Find the line that contains "point: bare tree". Then set down that line and all the lines after it, to the end of the records, exactly and with nothing added.

##### Records shown #####

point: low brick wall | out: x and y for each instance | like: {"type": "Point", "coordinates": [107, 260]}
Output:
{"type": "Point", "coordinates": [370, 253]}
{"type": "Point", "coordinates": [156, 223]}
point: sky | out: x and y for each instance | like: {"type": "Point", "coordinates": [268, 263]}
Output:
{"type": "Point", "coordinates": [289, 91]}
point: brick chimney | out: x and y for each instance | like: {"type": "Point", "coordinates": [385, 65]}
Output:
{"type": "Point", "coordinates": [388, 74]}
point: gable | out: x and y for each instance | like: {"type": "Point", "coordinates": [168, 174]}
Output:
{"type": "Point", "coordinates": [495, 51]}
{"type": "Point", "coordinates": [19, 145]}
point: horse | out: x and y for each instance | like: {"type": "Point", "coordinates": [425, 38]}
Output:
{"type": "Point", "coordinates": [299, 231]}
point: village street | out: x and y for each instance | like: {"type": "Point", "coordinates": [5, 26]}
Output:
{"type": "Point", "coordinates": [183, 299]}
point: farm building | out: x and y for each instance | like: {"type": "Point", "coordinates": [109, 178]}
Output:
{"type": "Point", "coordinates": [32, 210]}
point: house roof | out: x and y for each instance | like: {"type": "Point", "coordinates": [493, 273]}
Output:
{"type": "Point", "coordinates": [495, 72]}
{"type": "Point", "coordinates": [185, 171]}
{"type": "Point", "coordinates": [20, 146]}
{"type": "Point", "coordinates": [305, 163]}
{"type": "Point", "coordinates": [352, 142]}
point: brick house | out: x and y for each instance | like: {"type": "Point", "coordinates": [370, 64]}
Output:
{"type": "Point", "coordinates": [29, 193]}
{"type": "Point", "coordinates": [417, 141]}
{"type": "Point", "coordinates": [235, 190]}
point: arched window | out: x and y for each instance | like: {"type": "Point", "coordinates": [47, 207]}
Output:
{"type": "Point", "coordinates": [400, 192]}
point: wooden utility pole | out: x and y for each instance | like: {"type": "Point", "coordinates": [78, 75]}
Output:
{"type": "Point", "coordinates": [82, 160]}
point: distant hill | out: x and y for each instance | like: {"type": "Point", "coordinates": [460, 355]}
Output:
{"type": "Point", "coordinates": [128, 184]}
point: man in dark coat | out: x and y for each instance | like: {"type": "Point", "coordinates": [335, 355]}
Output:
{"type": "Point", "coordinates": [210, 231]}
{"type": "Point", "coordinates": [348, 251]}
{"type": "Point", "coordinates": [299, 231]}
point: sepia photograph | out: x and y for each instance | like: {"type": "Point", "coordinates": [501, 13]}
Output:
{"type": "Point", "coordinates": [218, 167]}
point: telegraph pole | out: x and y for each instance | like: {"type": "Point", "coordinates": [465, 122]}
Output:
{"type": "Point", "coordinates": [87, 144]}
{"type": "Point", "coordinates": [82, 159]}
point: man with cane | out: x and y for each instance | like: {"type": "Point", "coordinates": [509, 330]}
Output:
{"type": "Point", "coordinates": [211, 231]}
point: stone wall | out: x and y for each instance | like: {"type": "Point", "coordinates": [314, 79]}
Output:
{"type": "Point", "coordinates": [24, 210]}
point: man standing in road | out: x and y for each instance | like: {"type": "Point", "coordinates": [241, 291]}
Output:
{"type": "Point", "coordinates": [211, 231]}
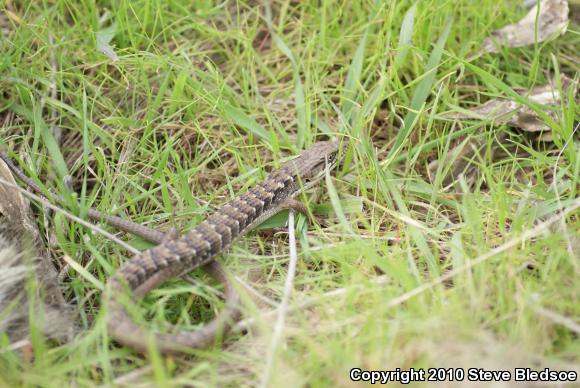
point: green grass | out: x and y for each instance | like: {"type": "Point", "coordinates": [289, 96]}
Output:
{"type": "Point", "coordinates": [205, 99]}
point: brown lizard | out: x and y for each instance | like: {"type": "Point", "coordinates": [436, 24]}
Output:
{"type": "Point", "coordinates": [175, 256]}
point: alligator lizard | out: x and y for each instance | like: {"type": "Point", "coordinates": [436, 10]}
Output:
{"type": "Point", "coordinates": [214, 328]}
{"type": "Point", "coordinates": [175, 256]}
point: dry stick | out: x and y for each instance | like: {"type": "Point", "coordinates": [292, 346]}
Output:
{"type": "Point", "coordinates": [283, 308]}
{"type": "Point", "coordinates": [71, 216]}
{"type": "Point", "coordinates": [531, 233]}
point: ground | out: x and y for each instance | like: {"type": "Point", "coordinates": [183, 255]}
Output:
{"type": "Point", "coordinates": [162, 111]}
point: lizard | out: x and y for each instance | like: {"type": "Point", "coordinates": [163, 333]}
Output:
{"type": "Point", "coordinates": [223, 321]}
{"type": "Point", "coordinates": [175, 256]}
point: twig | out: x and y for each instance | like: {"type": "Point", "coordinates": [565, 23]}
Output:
{"type": "Point", "coordinates": [71, 216]}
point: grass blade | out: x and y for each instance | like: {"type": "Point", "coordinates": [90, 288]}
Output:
{"type": "Point", "coordinates": [422, 92]}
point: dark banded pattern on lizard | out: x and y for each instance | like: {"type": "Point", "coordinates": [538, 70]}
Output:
{"type": "Point", "coordinates": [199, 246]}
{"type": "Point", "coordinates": [229, 315]}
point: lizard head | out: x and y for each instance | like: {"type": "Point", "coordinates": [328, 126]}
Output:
{"type": "Point", "coordinates": [310, 166]}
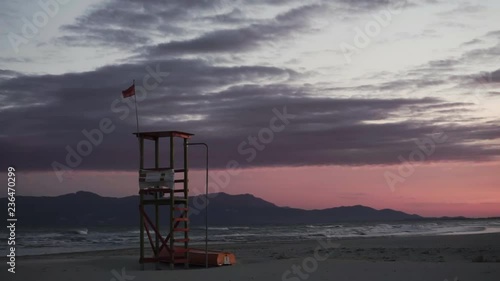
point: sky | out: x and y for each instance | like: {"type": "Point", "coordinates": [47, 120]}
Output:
{"type": "Point", "coordinates": [308, 104]}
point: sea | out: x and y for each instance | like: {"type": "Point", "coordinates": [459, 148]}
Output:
{"type": "Point", "coordinates": [40, 241]}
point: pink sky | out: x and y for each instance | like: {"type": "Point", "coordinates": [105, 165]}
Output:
{"type": "Point", "coordinates": [445, 189]}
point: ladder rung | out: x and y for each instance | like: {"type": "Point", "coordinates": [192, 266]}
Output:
{"type": "Point", "coordinates": [180, 250]}
{"type": "Point", "coordinates": [181, 229]}
{"type": "Point", "coordinates": [182, 240]}
{"type": "Point", "coordinates": [183, 260]}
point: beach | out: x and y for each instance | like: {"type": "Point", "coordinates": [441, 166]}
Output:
{"type": "Point", "coordinates": [445, 257]}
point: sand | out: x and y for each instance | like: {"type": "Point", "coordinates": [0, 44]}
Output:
{"type": "Point", "coordinates": [439, 258]}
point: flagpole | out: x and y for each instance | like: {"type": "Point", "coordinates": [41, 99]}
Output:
{"type": "Point", "coordinates": [136, 112]}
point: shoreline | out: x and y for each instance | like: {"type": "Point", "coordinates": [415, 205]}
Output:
{"type": "Point", "coordinates": [465, 257]}
{"type": "Point", "coordinates": [417, 241]}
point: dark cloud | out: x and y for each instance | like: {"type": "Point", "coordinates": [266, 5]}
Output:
{"type": "Point", "coordinates": [243, 39]}
{"type": "Point", "coordinates": [223, 106]}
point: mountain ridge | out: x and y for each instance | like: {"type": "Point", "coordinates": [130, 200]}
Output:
{"type": "Point", "coordinates": [87, 208]}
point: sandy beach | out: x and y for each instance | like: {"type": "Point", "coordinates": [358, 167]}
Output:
{"type": "Point", "coordinates": [460, 257]}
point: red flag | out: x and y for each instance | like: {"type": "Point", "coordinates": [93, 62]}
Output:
{"type": "Point", "coordinates": [130, 91]}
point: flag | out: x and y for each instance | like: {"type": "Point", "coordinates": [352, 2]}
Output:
{"type": "Point", "coordinates": [130, 91]}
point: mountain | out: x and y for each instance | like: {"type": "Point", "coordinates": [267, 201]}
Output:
{"type": "Point", "coordinates": [89, 209]}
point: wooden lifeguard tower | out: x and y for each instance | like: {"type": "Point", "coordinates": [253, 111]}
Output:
{"type": "Point", "coordinates": [159, 186]}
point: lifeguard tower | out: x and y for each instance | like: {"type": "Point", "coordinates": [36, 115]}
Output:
{"type": "Point", "coordinates": [169, 186]}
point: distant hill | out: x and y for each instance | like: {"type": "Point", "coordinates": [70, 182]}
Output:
{"type": "Point", "coordinates": [89, 209]}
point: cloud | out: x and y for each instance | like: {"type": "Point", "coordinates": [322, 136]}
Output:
{"type": "Point", "coordinates": [223, 106]}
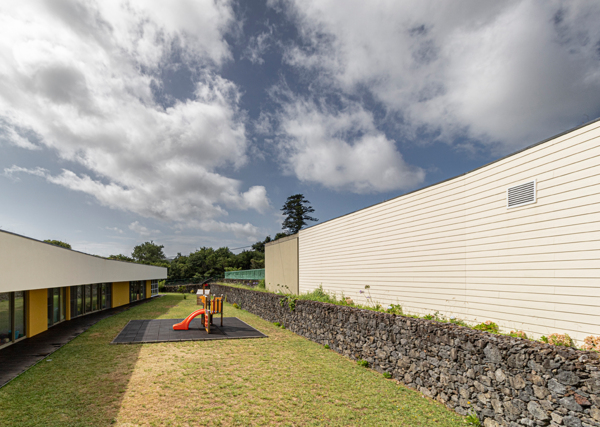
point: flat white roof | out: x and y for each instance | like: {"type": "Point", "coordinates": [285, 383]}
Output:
{"type": "Point", "coordinates": [27, 264]}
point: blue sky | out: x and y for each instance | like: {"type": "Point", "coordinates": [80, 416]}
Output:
{"type": "Point", "coordinates": [189, 123]}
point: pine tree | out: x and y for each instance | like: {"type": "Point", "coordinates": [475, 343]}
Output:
{"type": "Point", "coordinates": [296, 209]}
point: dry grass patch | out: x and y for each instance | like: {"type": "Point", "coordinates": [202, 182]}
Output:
{"type": "Point", "coordinates": [283, 380]}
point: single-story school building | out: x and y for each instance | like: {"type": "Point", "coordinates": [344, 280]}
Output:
{"type": "Point", "coordinates": [42, 285]}
{"type": "Point", "coordinates": [516, 241]}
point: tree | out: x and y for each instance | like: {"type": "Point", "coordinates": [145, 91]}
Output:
{"type": "Point", "coordinates": [296, 208]}
{"type": "Point", "coordinates": [148, 252]}
{"type": "Point", "coordinates": [58, 243]}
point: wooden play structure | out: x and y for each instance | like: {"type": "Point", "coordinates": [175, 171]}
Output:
{"type": "Point", "coordinates": [212, 306]}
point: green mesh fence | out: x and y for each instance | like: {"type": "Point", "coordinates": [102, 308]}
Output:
{"type": "Point", "coordinates": [257, 274]}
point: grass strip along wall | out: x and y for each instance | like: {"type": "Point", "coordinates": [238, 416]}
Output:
{"type": "Point", "coordinates": [506, 381]}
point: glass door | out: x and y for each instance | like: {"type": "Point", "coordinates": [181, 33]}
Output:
{"type": "Point", "coordinates": [19, 309]}
{"type": "Point", "coordinates": [5, 318]}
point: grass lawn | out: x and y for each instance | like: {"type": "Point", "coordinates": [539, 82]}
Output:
{"type": "Point", "coordinates": [282, 380]}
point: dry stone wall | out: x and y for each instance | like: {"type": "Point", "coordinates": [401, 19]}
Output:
{"type": "Point", "coordinates": [507, 381]}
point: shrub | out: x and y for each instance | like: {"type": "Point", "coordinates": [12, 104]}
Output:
{"type": "Point", "coordinates": [394, 309]}
{"type": "Point", "coordinates": [592, 343]}
{"type": "Point", "coordinates": [488, 326]}
{"type": "Point", "coordinates": [562, 340]}
{"type": "Point", "coordinates": [472, 419]}
{"type": "Point", "coordinates": [518, 334]}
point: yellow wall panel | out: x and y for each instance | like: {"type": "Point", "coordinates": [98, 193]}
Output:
{"type": "Point", "coordinates": [68, 304]}
{"type": "Point", "coordinates": [37, 312]}
{"type": "Point", "coordinates": [120, 294]}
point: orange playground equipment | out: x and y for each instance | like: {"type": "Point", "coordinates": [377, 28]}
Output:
{"type": "Point", "coordinates": [185, 325]}
{"type": "Point", "coordinates": [211, 307]}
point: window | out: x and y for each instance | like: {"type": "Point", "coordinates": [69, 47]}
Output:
{"type": "Point", "coordinates": [12, 317]}
{"type": "Point", "coordinates": [57, 305]}
{"type": "Point", "coordinates": [137, 290]}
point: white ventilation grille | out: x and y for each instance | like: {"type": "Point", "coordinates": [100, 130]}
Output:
{"type": "Point", "coordinates": [522, 194]}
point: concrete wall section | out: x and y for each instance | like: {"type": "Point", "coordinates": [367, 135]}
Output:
{"type": "Point", "coordinates": [281, 265]}
{"type": "Point", "coordinates": [455, 247]}
{"type": "Point", "coordinates": [30, 264]}
{"type": "Point", "coordinates": [120, 294]}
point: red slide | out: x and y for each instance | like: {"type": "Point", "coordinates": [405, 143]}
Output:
{"type": "Point", "coordinates": [185, 325]}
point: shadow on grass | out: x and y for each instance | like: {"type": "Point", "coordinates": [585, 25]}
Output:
{"type": "Point", "coordinates": [84, 382]}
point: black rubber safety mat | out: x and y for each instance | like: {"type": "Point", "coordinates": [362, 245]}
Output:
{"type": "Point", "coordinates": [161, 330]}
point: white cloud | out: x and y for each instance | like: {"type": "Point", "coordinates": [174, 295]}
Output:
{"type": "Point", "coordinates": [80, 76]}
{"type": "Point", "coordinates": [507, 73]}
{"type": "Point", "coordinates": [343, 150]}
{"type": "Point", "coordinates": [115, 229]}
{"type": "Point", "coordinates": [242, 231]}
{"type": "Point", "coordinates": [141, 230]}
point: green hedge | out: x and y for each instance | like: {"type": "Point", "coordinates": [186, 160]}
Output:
{"type": "Point", "coordinates": [257, 274]}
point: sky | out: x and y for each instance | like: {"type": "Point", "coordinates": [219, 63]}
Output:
{"type": "Point", "coordinates": [189, 123]}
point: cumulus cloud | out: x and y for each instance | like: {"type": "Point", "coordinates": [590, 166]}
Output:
{"type": "Point", "coordinates": [81, 77]}
{"type": "Point", "coordinates": [503, 73]}
{"type": "Point", "coordinates": [343, 150]}
{"type": "Point", "coordinates": [138, 228]}
{"type": "Point", "coordinates": [115, 229]}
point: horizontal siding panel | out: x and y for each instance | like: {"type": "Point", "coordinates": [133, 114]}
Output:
{"type": "Point", "coordinates": [456, 248]}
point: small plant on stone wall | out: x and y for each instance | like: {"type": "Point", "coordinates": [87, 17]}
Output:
{"type": "Point", "coordinates": [290, 301]}
{"type": "Point", "coordinates": [518, 334]}
{"type": "Point", "coordinates": [592, 343]}
{"type": "Point", "coordinates": [562, 340]}
{"type": "Point", "coordinates": [435, 316]}
{"type": "Point", "coordinates": [472, 419]}
{"type": "Point", "coordinates": [394, 309]}
{"type": "Point", "coordinates": [488, 326]}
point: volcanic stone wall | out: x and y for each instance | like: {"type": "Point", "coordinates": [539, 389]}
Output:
{"type": "Point", "coordinates": [507, 381]}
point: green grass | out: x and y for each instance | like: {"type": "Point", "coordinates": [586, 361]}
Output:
{"type": "Point", "coordinates": [283, 380]}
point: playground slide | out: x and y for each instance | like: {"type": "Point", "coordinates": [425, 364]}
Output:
{"type": "Point", "coordinates": [185, 325]}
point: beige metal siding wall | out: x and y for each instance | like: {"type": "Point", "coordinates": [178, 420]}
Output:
{"type": "Point", "coordinates": [456, 248]}
{"type": "Point", "coordinates": [281, 265]}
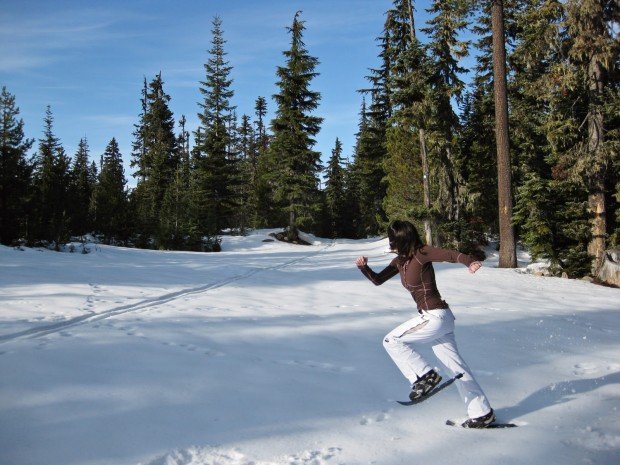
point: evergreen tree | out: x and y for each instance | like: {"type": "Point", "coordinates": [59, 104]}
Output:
{"type": "Point", "coordinates": [248, 156]}
{"type": "Point", "coordinates": [176, 218]}
{"type": "Point", "coordinates": [109, 201]}
{"type": "Point", "coordinates": [217, 164]}
{"type": "Point", "coordinates": [15, 171]}
{"type": "Point", "coordinates": [297, 165]}
{"type": "Point", "coordinates": [446, 50]}
{"type": "Point", "coordinates": [371, 145]}
{"type": "Point", "coordinates": [49, 220]}
{"type": "Point", "coordinates": [335, 193]}
{"type": "Point", "coordinates": [266, 212]}
{"type": "Point", "coordinates": [593, 67]}
{"type": "Point", "coordinates": [81, 190]}
{"type": "Point", "coordinates": [507, 248]}
{"type": "Point", "coordinates": [412, 108]}
{"type": "Point", "coordinates": [156, 156]}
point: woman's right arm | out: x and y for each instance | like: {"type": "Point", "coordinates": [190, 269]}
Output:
{"type": "Point", "coordinates": [376, 278]}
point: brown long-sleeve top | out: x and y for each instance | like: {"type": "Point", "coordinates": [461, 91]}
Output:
{"type": "Point", "coordinates": [417, 274]}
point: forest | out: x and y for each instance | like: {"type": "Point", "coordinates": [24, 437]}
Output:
{"type": "Point", "coordinates": [526, 151]}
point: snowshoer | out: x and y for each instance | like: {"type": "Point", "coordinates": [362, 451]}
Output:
{"type": "Point", "coordinates": [434, 323]}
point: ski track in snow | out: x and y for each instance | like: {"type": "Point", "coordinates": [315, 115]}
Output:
{"type": "Point", "coordinates": [146, 304]}
{"type": "Point", "coordinates": [287, 369]}
{"type": "Point", "coordinates": [220, 456]}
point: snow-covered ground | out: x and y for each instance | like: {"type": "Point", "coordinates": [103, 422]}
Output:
{"type": "Point", "coordinates": [270, 354]}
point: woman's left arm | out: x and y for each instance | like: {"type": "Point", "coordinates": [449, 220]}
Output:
{"type": "Point", "coordinates": [435, 254]}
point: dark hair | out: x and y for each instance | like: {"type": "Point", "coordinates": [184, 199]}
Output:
{"type": "Point", "coordinates": [404, 239]}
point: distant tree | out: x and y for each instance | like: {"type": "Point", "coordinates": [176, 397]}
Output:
{"type": "Point", "coordinates": [335, 193]}
{"type": "Point", "coordinates": [508, 246]}
{"type": "Point", "coordinates": [216, 163]}
{"type": "Point", "coordinates": [81, 190]}
{"type": "Point", "coordinates": [410, 77]}
{"type": "Point", "coordinates": [15, 170]}
{"type": "Point", "coordinates": [371, 145]}
{"type": "Point", "coordinates": [110, 204]}
{"type": "Point", "coordinates": [176, 215]}
{"type": "Point", "coordinates": [50, 200]}
{"type": "Point", "coordinates": [447, 49]}
{"type": "Point", "coordinates": [156, 158]}
{"type": "Point", "coordinates": [593, 66]}
{"type": "Point", "coordinates": [297, 165]}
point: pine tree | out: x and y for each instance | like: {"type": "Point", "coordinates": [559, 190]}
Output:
{"type": "Point", "coordinates": [156, 156]}
{"type": "Point", "coordinates": [15, 171]}
{"type": "Point", "coordinates": [410, 83]}
{"type": "Point", "coordinates": [335, 193]}
{"type": "Point", "coordinates": [81, 190]}
{"type": "Point", "coordinates": [446, 50]}
{"type": "Point", "coordinates": [267, 214]}
{"type": "Point", "coordinates": [297, 165]}
{"type": "Point", "coordinates": [109, 201]}
{"type": "Point", "coordinates": [50, 202]}
{"type": "Point", "coordinates": [217, 164]}
{"type": "Point", "coordinates": [371, 145]}
{"type": "Point", "coordinates": [176, 218]}
{"type": "Point", "coordinates": [594, 57]}
{"type": "Point", "coordinates": [508, 246]}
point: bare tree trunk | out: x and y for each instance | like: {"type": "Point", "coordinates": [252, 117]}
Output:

#####

■ Finished answer:
point: bare tree trunk | out: x and y for each instance | like: {"type": "Point", "coordinates": [252, 117]}
Output:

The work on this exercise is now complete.